BRIEF: Print, exactly and completely, the data that appears below.

SOURCE MATERIAL:

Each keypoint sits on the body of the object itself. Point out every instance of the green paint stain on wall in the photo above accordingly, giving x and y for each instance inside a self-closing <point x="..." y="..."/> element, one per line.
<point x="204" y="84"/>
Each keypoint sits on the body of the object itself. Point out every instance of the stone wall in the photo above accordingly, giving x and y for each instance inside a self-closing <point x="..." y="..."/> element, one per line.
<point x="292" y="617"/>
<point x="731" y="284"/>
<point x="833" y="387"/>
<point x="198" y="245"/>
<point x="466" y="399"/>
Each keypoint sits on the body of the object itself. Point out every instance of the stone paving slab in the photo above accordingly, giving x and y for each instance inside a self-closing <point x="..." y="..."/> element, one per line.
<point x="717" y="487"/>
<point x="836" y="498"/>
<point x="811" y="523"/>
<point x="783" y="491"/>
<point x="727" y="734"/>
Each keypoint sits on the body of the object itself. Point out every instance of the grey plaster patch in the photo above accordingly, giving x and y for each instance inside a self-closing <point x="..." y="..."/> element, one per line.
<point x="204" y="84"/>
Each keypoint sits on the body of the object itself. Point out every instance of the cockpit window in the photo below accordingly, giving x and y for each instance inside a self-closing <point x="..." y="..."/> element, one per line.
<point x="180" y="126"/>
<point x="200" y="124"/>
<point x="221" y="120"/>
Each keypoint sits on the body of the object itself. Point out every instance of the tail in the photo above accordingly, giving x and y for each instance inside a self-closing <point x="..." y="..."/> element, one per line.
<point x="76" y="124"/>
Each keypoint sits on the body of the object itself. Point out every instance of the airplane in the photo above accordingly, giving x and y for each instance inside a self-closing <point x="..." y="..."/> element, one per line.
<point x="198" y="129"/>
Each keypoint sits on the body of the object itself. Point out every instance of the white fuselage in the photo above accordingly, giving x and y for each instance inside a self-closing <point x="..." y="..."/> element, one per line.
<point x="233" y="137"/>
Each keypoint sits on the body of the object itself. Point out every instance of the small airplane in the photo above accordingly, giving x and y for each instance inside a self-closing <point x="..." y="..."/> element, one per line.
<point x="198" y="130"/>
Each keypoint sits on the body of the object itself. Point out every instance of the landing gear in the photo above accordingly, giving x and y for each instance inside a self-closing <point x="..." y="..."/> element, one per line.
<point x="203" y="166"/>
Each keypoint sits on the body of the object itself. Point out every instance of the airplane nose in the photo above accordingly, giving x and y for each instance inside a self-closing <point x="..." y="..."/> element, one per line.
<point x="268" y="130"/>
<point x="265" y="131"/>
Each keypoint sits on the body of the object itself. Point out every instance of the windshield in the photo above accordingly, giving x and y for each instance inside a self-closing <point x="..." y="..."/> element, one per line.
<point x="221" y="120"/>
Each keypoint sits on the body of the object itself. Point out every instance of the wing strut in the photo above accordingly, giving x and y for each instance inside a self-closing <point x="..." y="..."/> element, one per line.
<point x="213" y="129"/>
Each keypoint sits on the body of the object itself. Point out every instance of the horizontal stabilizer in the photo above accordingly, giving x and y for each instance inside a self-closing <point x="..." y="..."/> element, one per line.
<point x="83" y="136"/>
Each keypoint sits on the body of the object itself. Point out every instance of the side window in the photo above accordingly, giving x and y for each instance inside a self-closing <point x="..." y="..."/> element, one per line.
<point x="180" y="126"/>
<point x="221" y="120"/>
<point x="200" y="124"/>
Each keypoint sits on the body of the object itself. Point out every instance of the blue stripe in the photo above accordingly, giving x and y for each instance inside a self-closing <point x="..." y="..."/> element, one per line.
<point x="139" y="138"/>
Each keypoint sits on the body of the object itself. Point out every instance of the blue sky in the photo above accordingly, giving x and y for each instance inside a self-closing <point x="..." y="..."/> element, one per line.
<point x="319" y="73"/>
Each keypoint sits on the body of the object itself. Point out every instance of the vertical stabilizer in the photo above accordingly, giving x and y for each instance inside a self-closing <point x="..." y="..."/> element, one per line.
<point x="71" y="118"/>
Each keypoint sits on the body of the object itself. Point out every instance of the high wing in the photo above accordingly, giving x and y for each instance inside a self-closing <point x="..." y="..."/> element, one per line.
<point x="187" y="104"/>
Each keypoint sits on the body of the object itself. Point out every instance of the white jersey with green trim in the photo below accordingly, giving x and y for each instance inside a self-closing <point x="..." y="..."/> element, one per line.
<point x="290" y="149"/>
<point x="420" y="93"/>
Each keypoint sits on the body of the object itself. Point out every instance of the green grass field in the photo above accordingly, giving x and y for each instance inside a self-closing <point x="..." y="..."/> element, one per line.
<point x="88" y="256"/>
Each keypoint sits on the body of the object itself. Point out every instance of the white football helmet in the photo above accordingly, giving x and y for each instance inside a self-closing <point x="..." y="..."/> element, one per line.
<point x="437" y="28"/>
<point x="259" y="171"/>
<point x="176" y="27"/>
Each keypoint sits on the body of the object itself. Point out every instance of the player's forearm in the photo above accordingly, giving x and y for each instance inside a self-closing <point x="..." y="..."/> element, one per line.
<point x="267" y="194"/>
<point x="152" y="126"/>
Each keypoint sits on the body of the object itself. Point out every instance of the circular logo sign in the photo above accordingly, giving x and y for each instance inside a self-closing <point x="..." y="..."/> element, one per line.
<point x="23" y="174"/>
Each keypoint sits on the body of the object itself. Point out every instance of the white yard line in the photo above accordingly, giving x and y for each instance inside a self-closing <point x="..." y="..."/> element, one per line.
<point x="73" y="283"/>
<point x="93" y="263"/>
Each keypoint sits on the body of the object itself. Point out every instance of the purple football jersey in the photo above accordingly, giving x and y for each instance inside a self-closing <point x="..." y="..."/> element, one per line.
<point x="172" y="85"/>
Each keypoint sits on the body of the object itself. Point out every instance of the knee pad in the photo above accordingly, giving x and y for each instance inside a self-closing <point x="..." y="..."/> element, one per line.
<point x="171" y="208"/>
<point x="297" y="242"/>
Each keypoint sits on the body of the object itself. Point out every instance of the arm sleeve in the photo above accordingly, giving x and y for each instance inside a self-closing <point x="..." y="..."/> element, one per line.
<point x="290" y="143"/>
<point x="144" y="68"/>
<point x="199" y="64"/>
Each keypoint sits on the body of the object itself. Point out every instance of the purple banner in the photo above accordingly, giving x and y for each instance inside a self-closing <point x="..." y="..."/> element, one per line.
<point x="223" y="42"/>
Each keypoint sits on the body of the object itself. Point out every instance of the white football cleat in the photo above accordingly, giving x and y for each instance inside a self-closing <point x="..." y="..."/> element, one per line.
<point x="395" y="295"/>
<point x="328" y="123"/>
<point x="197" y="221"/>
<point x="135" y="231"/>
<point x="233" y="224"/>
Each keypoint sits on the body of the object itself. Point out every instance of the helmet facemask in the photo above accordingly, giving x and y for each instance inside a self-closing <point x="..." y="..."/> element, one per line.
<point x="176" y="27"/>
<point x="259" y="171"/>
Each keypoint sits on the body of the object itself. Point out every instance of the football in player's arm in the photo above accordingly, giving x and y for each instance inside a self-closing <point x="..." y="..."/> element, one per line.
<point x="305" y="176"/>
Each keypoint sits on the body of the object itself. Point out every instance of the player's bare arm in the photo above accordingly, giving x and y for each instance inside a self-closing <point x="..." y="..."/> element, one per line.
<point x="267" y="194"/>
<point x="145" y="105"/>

EXERCISE RESULT:
Each keypoint sits on the body of the object itself. Point out every instance of the green paint stain on wall in the photo above accordingly, giving x and y for each instance inside a self-closing <point x="..." y="..."/> element, one per line.
<point x="204" y="84"/>
Each keypoint sits on the body of the object itself. Point out every instance of the stone wall in the photo above accordingly, giving x and y for each instance inside a self-closing <point x="..." y="..."/> element, one per line.
<point x="292" y="617"/>
<point x="731" y="284"/>
<point x="833" y="387"/>
<point x="198" y="245"/>
<point x="466" y="399"/>
Each keypoint sits on the body of the object itself. Point out every instance of the stone paving slab in the photo above accordingly, giving x and y for each instance inside a self-closing <point x="..." y="..."/> element, one per line.
<point x="717" y="487"/>
<point x="836" y="498"/>
<point x="811" y="523"/>
<point x="783" y="491"/>
<point x="727" y="734"/>
Each keypoint sits on the body of the object itself. Point out every instance of the grey plaster patch in the photo above accordingly, giving x and y for each instance inside a self-closing <point x="..." y="..."/> element, one per line.
<point x="204" y="84"/>
Each keypoint sits on the body of the object itself. Point out every instance of the cockpit window in the photo below accordingly, giving x and y for each instance inside a self-closing <point x="..." y="..."/> element, one per line.
<point x="180" y="126"/>
<point x="200" y="124"/>
<point x="221" y="120"/>
Each keypoint sits on the body of the object itself. Point out every instance of the tail in the photo above accordingly, giving x and y for each instance inside a self-closing <point x="..." y="..."/> element, one per line.
<point x="76" y="124"/>
Each keypoint sits on the body of the object itself. Point out every instance of the airplane in the photo above accordingly, giving x and y for each instance inside a self-closing <point x="..." y="..."/> element, one per line.
<point x="198" y="129"/>
Each keypoint sits on the body of the object itself. Point out every instance of the white fuselage in the photo above accordingly, giving x and y for each instance inside a self-closing <point x="..." y="..."/> element, one per line.
<point x="233" y="137"/>
Each keypoint sits on the body of the object itself. Point out every instance of the small airplane in the photo above accordingly, giving x and y for each instance inside a self-closing <point x="..." y="..."/> element, one per line.
<point x="198" y="130"/>
Each keypoint sits on the body of the object itself. Point out every instance of the landing gear in the photo above accordingly, giving x and y for each instance inside a self-closing <point x="..." y="..."/> element, one per line.
<point x="203" y="166"/>
Each keypoint sits on the body of the object itself. Point out every instance of the airplane nose in the photo above accordingly, giving x and y for each instance inside a self-closing <point x="..." y="..."/> element, one per line.
<point x="268" y="130"/>
<point x="265" y="131"/>
Each keypoint sits on the body of the object itself. Point out every instance of the windshield in the photo above accordingly, giving x and y for each instance inside a self-closing <point x="..." y="..."/> element, one per line.
<point x="221" y="120"/>
Each keypoint sits on the body of the object itself. Point out every instance of the wing strut in the photo above accordingly, giving x and y for each instance inside a self-closing <point x="..." y="..."/> element, one per line.
<point x="213" y="129"/>
Each keypoint sits on the body of the object itself. Point out every instance of the horizontal stabilizer in the photo above accordingly, giving x and y for each instance inside a self-closing <point x="..." y="..."/> element, one per line.
<point x="83" y="136"/>
Each keypoint sits on the body of the object itself. Point out every instance of the side window in the photo above accordingly, giving x and y for each instance inside a self-closing <point x="..." y="..."/> element, one per line.
<point x="180" y="126"/>
<point x="221" y="120"/>
<point x="200" y="124"/>
Each keypoint sits on the body of the object itself. Point out every instance of the blue stripe in the photo above accordingly, giving x and y for each instance inside a self-closing <point x="..." y="..."/> element, one per line.
<point x="139" y="138"/>
Each keypoint sits on the body of the object itself. Point out every instance of the blue sky in the photo above accordingly, giving x and y for each instance inside a self-closing <point x="..." y="..."/> element, one per line.
<point x="319" y="73"/>
Each keypoint sits on the body of the object itself. Point out every instance of the vertical stabilizer in the photo above accordingly, giving x and y for each instance inside a self-closing <point x="..." y="..."/> element, one per line.
<point x="71" y="118"/>
Each keypoint sits on the body of the object itself. Point out every instance of the high wing in the photo above accordingly, giving x and y for each instance inside a self-closing <point x="..." y="..."/> element, one per line.
<point x="187" y="104"/>
Each keypoint sits on the body of the object itself. Point out every instance of the white jersey with green trim in the photo below accordingly, giving x and y for each instance inside a self-closing <point x="..." y="..."/> element, one per line.
<point x="290" y="149"/>
<point x="420" y="93"/>
Each keypoint sits on the body of the object itself. Point out every instance of the green grass field in the photo above accordingly, giving x and y for each instance inside a self-closing <point x="..." y="..."/> element, one per line.
<point x="88" y="256"/>
Each keypoint sits on the body of the object itself. Point out every instance of the white football helmet in the photo above accordingly, giving x and y for each instance inside a self-closing <point x="..." y="..."/> element, one per line.
<point x="437" y="28"/>
<point x="259" y="171"/>
<point x="176" y="27"/>
Each keypoint sits on the body of the object itself. Point out every instance of the player's forearm in the photo above accordingly, giving x and y for each instance inside a self-closing <point x="..." y="..."/> element, one per line.
<point x="267" y="194"/>
<point x="152" y="126"/>
Each keypoint sits on the body of the object itself. Point out every instance of the circular logo sign in the photo above accordingly, giving x and y for each instance inside a self-closing <point x="..." y="..."/> element, one per line.
<point x="23" y="174"/>
Each keypoint sits on the body of the object itself. Point out every instance of the white yard line in the photo above accordingly, giving x and y for each instance inside a self-closing <point x="..." y="..."/> element, one per line.
<point x="73" y="283"/>
<point x="93" y="263"/>
Each keypoint sits on the body of the object itself. Point out every instance of the purple football jersey in the photo above accordingly, giving x and y for each instance inside a self-closing <point x="..." y="..."/> element, one per line.
<point x="172" y="85"/>
Each keypoint sits on the body of the object itself. Point out every instance of the knee pad in the photo above accordingly, giving x and y for each instance inside a self-closing <point x="..." y="..."/> element, one per line.
<point x="171" y="208"/>
<point x="297" y="242"/>
Each keypoint sits on the body of the object itself. Point out every instance of the arm sleeve in the photo above accordingly, giving x and y for each instance inside a self-closing <point x="..." y="..."/> element, one per line.
<point x="290" y="143"/>
<point x="144" y="68"/>
<point x="199" y="64"/>
Each keypoint sits on the body of the object itself. Point out every instance of the purple banner in the photo above accordingly, giving x and y for each instance inside a self-closing <point x="..." y="..."/> element, one per line.
<point x="223" y="42"/>
Each keypoint sits on the body of the object itself. Point out every instance of the white football cleat in the photo above accordingly, giving x and y for each instance inside a self-closing <point x="..." y="..."/> element, one per line.
<point x="395" y="295"/>
<point x="328" y="123"/>
<point x="197" y="221"/>
<point x="135" y="231"/>
<point x="233" y="224"/>
Each keypoint sits on the body of the object itself. Point out every instance of the helmet facemask in the photo above accordingly, giving x and y for each instance inside a self-closing <point x="..." y="..."/> element, one per line.
<point x="176" y="27"/>
<point x="259" y="171"/>
Each keypoint sits on the body of the object itself. Point out every instance of the football in player's arm in the photo above accordingly, giving x and y for each instance inside a self-closing <point x="..." y="..."/> element, one per line.
<point x="305" y="176"/>
Each keypoint sits on the body of the object itself. Point out every instance of the player's bare arm in the photo above accordingly, giving x and y for each instance inside a self-closing <point x="..." y="..."/> element, one per line.
<point x="267" y="194"/>
<point x="145" y="105"/>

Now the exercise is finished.